» What is being asked
Copy the records below word for word, leaving out the pictures.

» Data excerpts
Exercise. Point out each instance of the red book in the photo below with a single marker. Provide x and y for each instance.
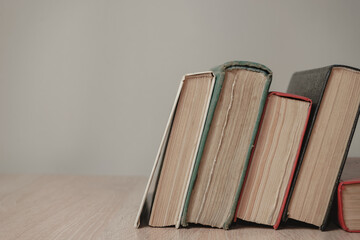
(273, 159)
(349, 197)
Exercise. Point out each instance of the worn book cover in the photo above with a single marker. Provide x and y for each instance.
(292, 168)
(312, 84)
(219, 73)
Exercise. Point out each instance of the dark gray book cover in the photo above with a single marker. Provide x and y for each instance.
(312, 84)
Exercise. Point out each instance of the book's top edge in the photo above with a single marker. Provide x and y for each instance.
(289, 95)
(330, 67)
(243, 64)
(198, 73)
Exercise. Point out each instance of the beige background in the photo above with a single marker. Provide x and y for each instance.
(87, 86)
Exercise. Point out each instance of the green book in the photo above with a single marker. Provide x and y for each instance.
(203, 187)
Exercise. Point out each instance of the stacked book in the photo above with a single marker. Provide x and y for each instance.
(232, 150)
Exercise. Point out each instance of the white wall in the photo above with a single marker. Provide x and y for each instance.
(87, 86)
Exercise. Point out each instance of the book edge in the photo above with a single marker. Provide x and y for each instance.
(159, 156)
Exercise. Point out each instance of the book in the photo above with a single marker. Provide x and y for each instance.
(176, 155)
(349, 196)
(335, 93)
(234, 114)
(273, 162)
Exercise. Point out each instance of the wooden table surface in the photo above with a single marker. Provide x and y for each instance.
(104, 207)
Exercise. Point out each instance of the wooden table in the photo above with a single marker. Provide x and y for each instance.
(104, 207)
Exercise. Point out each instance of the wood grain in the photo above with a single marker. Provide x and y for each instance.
(104, 207)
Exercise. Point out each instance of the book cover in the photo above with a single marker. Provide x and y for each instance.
(340, 189)
(147, 201)
(312, 84)
(219, 73)
(293, 168)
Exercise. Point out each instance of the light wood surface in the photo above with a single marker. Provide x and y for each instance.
(105, 207)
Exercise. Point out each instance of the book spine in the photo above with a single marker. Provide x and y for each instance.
(320, 77)
(251, 147)
(325, 222)
(340, 205)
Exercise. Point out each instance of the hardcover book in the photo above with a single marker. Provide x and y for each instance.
(225, 118)
(170, 175)
(226, 144)
(274, 159)
(349, 197)
(335, 92)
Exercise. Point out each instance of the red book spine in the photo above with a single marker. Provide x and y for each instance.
(340, 204)
(288, 95)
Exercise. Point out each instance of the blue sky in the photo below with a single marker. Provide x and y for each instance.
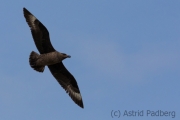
(125, 56)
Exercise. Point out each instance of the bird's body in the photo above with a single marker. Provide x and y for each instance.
(50, 57)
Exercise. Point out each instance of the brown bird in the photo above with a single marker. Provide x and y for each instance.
(50, 57)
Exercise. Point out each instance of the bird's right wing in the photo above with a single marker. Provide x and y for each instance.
(67, 81)
(39, 32)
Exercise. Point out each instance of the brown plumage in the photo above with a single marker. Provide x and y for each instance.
(50, 57)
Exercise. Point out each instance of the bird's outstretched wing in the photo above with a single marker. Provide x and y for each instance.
(39, 32)
(67, 81)
(63, 76)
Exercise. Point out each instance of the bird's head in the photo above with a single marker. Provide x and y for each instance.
(65, 55)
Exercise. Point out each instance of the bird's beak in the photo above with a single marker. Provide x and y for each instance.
(68, 56)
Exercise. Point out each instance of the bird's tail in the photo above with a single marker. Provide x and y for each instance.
(32, 61)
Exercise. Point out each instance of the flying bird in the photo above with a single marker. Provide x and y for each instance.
(50, 57)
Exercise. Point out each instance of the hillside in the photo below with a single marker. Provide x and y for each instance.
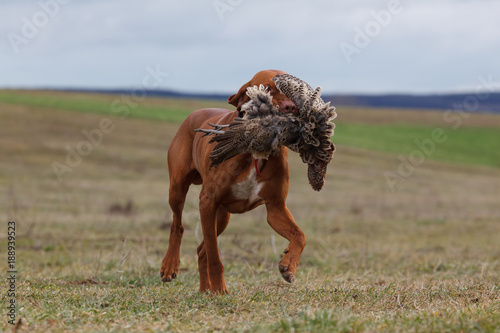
(422, 256)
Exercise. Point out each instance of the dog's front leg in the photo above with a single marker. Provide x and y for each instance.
(208, 215)
(280, 219)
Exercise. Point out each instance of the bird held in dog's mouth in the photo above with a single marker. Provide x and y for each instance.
(263, 130)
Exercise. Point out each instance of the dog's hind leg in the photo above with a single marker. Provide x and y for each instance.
(281, 220)
(171, 261)
(181, 177)
(208, 215)
(222, 222)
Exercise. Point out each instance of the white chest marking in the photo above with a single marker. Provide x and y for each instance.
(248, 189)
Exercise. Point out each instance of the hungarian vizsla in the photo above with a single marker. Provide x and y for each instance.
(234, 187)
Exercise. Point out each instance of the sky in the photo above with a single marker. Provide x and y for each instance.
(215, 46)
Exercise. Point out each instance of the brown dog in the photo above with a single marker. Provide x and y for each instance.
(236, 186)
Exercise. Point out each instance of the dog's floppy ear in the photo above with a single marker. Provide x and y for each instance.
(240, 97)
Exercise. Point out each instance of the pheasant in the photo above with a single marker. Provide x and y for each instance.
(264, 130)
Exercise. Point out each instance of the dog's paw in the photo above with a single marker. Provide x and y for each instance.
(286, 274)
(169, 270)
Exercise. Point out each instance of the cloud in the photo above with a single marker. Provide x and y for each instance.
(429, 46)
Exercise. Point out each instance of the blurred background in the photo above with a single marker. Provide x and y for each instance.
(92, 92)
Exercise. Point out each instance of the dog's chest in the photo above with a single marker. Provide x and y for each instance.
(248, 189)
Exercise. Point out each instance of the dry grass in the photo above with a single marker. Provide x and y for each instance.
(424, 258)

» Solved exercise
Exercise. Point out each instance of the red book in the photo below with a single marker. Provide x and y for each instance.
(273, 159)
(349, 197)
Exercise. Point out each instance of the worn book cover in the photo above with a single marker. Provide x and y for each instance.
(292, 168)
(312, 84)
(219, 73)
Exercise. Point out each instance of the dark gray book cover in the photo above with a single marker. Provide x and y for each instance.
(312, 84)
Exercise. Point out each instance of the book's top edge in the photo above with a single marker. Provide x and y for each instance.
(289, 95)
(330, 67)
(243, 64)
(198, 73)
Exercise. Point out each instance of the beige background in the photo above with a single marker. Provide x and y for each instance.
(87, 86)
Exercise. Point out each instance of the green book in the photo above with a single marker. Provide x and y for each instance.
(203, 187)
Exercise. Point out each instance of the stacked book in the photo above with a single marker. Provide x and y for each instance.
(232, 150)
Exercise. Point out each instance of the white wall in the photo above with a single marker. Provide x and y for each instance.
(87, 86)
Exercise. Point out each instance of the book edge in the photo above with a single marker. Provide x and y for each instance.
(159, 156)
Exercise. Point out each instance of the book in the photo above with a single marker. Provide x and y for each instance.
(176, 155)
(349, 196)
(335, 93)
(234, 114)
(273, 162)
Exercise. Point out each instance of the wooden table surface in the photo above with a single marker. Provide x and y for each instance.
(104, 207)
Exercise. Point out each instance of the wooden table in the photo above with a single marker. Provide x and y for each instance.
(104, 207)
Exercise. Point out each instance of the wood grain in the photo above with a single marker. Provide x and y for each instance.
(104, 207)
Exercise. Point out each instance of the book cover in the photo above with a single marker. Provide x and y for each instance.
(340, 189)
(147, 201)
(312, 84)
(219, 73)
(293, 168)
Exercise. Point out each instance of the light wood surface in the photo above with a single marker. Provide x and y for each instance.
(105, 207)
Exercise. Point out each instance of the book spine in the photo above with a single marker. Provide x and y for each instance.
(320, 77)
(251, 147)
(325, 222)
(340, 205)
Exercise. Point out each instance of the hardcover book in the photo above with a single marker. Provide x and y for each instance.
(225, 118)
(170, 175)
(226, 144)
(274, 159)
(349, 197)
(335, 92)
Exercise. Point out each instance of the red book spine in the photo above with a single marker. Provide x and y for each instance.
(340, 204)
(288, 95)
Exercise. Point out each instance of the blue sky in the photo below with a single marker. Provide x and y for each instance.
(125, 56)
Exercise. Point out each instance of the bird's body in the photo above with a single marker. Provide x and y for each instance.
(50, 57)
Exercise. Point out each instance of the brown bird in the photo above with a single marker. Provide x and y for each instance.
(50, 57)
Exercise. Point out each instance of the bird's right wing in the photo above with a single marker. Provide x and y for each instance.
(67, 81)
(39, 32)
Exercise. Point out each instance of the brown plumage in the photo above with a single marker. Provide x and y for each instance.
(50, 57)
Exercise. Point out each instance of the bird's outstretched wing in the photo above with a single marker. Provide x and y for each instance.
(39, 32)
(67, 81)
(63, 76)
Exercise. Point out each instance of the bird's head in the photo above with a single marker. Provide x and y for each instance.
(65, 55)
Exercise. Point out each instance of the bird's beak in the photo above with a single marker. Provide x and y for each instance.
(68, 56)
Exercise. Point out each instance of the bird's tail in the photo above with a single marker. Provide x and y for each instance.
(32, 61)
Exercise. Point out each instance of the flying bird in the photo above with a single marker. Provide x and y for each instance.
(50, 57)
Exercise. Point out each instance of the hillside in the photo below with a single marker. Provide x and y for each instance.
(422, 256)
Exercise. Point out each instance of the dog's front leg in the photo above with a single marker. Provide x and y for each instance.
(208, 215)
(280, 219)
Exercise. Point out each instance of the bird held in dog's mouth in the photo above with a single marker. Provide x and y for each instance.
(263, 130)
Exercise. Point out each instance of the dog's hind leg in the photo above with a single marker. Provide x and y for each instance.
(281, 220)
(171, 261)
(181, 177)
(208, 215)
(222, 222)
Exercise. Point out each instance of the white chest marking in the photo above with a single marker. Provide x and y for each instance.
(248, 189)
Exercise. Point out each instance of the hungarian vizsla in the photo above with a single marker. Provide x and y for each instance.
(234, 187)
Exercise. Point out each instance of the sky in the photo above with a single marker. Provide x and y for each instance.
(215, 46)
Exercise. Point out each instance of the brown dog in the photo above with a single marker. Provide x and y for each instance.
(236, 186)
Exercise. Point out each instance of the dog's floppy ear in the photo above with a single marker. Provide x and y for each instance.
(240, 97)
Exercise. Point out each instance of the pheasant in the photo above with a single marker. Provide x and y for each instance.
(264, 130)
Exercise. Point out each instance of the dog's paw in the photo above with a single marker. Provide x and y for each instance.
(286, 274)
(169, 270)
Exercise. Point out each instance of the cloud in the photo above with a single marker. Provide x and y for each instance.
(429, 46)
Exercise. Point out each instance of the blurred background in the photo above with a single marker. Provide x and y for each instance.
(92, 92)
Exercise. Point out each instance of the dog's chest in the photo above with a single marker. Provide x and y for each instance.
(248, 189)
Exercise. Point out each instance of the dry grass in the photo above with a single marker. Provide x and y for each instance.
(424, 258)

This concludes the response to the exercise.